Saved entries:
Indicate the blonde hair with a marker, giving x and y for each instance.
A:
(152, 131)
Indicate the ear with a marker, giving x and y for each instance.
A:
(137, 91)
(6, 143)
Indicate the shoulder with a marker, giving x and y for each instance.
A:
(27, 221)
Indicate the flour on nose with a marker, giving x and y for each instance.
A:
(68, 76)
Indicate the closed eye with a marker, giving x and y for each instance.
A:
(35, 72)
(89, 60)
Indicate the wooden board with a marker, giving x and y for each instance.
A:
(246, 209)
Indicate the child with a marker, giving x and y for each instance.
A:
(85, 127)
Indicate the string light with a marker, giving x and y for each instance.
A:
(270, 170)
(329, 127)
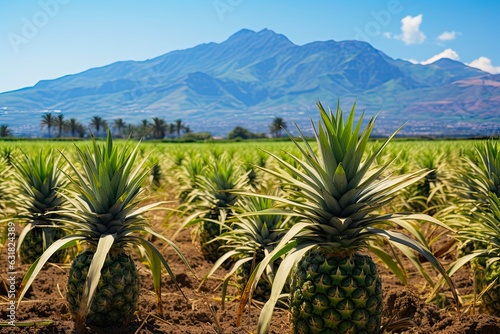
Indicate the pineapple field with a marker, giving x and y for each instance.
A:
(340, 233)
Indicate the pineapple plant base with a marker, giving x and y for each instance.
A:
(32, 246)
(484, 276)
(335, 293)
(263, 289)
(208, 231)
(119, 287)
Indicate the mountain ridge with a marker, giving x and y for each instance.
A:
(252, 77)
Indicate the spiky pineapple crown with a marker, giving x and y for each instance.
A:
(40, 179)
(213, 187)
(338, 188)
(107, 188)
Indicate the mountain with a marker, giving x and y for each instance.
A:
(253, 77)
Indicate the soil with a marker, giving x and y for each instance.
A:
(405, 308)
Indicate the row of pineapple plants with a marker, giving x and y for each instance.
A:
(332, 197)
(91, 201)
(322, 201)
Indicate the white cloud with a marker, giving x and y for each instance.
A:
(447, 36)
(448, 53)
(410, 30)
(484, 63)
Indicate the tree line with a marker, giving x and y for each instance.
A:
(158, 128)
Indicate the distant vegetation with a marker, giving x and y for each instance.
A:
(158, 128)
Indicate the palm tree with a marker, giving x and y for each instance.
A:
(277, 125)
(73, 125)
(119, 125)
(5, 131)
(97, 123)
(47, 121)
(159, 127)
(59, 122)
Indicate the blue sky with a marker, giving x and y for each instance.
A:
(46, 39)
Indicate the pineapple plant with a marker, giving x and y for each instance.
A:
(336, 194)
(107, 220)
(249, 238)
(212, 199)
(479, 230)
(39, 200)
(7, 193)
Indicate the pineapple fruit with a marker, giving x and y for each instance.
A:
(336, 193)
(107, 219)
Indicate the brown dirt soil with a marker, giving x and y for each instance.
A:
(405, 310)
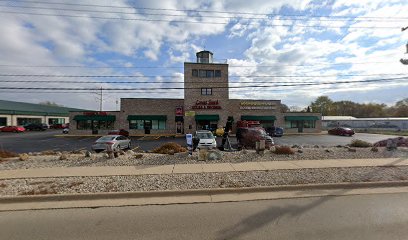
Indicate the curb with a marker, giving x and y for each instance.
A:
(196, 192)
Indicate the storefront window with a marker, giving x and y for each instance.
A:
(89, 124)
(140, 124)
(309, 124)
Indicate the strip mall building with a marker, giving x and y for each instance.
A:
(206, 105)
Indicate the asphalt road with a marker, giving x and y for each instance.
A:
(40, 141)
(376, 216)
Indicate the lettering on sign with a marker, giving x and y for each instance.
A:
(203, 104)
(95, 113)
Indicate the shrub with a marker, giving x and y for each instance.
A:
(169, 148)
(360, 143)
(283, 150)
(7, 154)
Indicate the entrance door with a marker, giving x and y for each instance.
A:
(148, 126)
(179, 127)
(300, 126)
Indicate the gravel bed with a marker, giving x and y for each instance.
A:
(70, 185)
(131, 158)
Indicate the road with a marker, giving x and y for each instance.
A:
(376, 216)
(41, 141)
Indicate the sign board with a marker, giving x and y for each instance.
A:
(189, 139)
(208, 104)
(189, 113)
(179, 111)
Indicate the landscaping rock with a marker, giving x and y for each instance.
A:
(88, 154)
(214, 155)
(23, 157)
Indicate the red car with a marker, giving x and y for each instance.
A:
(341, 131)
(12, 129)
(122, 132)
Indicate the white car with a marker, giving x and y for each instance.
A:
(207, 139)
(115, 142)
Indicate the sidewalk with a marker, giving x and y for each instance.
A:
(197, 168)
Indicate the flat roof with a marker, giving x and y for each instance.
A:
(11, 107)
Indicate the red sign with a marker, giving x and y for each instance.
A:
(179, 111)
(95, 113)
(210, 104)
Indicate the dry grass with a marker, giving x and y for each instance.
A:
(284, 150)
(169, 148)
(7, 154)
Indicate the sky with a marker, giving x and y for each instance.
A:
(290, 50)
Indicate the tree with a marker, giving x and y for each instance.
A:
(323, 104)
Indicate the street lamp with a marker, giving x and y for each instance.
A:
(404, 61)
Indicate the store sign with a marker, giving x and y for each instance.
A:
(189, 114)
(246, 105)
(210, 104)
(95, 113)
(179, 111)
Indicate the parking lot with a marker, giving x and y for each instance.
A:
(36, 141)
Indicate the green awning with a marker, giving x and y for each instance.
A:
(213, 117)
(95, 117)
(258, 118)
(300, 118)
(147, 117)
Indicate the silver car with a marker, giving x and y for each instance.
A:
(207, 139)
(115, 142)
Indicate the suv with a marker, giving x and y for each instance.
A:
(247, 137)
(36, 126)
(206, 139)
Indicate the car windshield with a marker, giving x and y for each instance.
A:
(205, 135)
(105, 139)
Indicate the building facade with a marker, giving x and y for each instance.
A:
(206, 105)
(20, 113)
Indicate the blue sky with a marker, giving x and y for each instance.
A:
(273, 43)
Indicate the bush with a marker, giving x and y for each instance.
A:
(360, 143)
(284, 150)
(169, 148)
(7, 154)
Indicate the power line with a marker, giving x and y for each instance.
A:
(198, 11)
(170, 67)
(218, 87)
(293, 18)
(198, 22)
(169, 76)
(165, 82)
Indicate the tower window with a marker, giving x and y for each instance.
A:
(206, 91)
(217, 73)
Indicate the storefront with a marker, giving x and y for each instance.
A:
(206, 105)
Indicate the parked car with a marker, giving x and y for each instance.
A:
(122, 132)
(116, 142)
(206, 138)
(274, 131)
(57, 126)
(247, 137)
(341, 131)
(12, 129)
(36, 126)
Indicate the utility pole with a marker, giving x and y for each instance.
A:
(404, 61)
(100, 98)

Work task. Go through the records, tally the lines holding the word "window", and give only the tally.

Answer to the problem. 2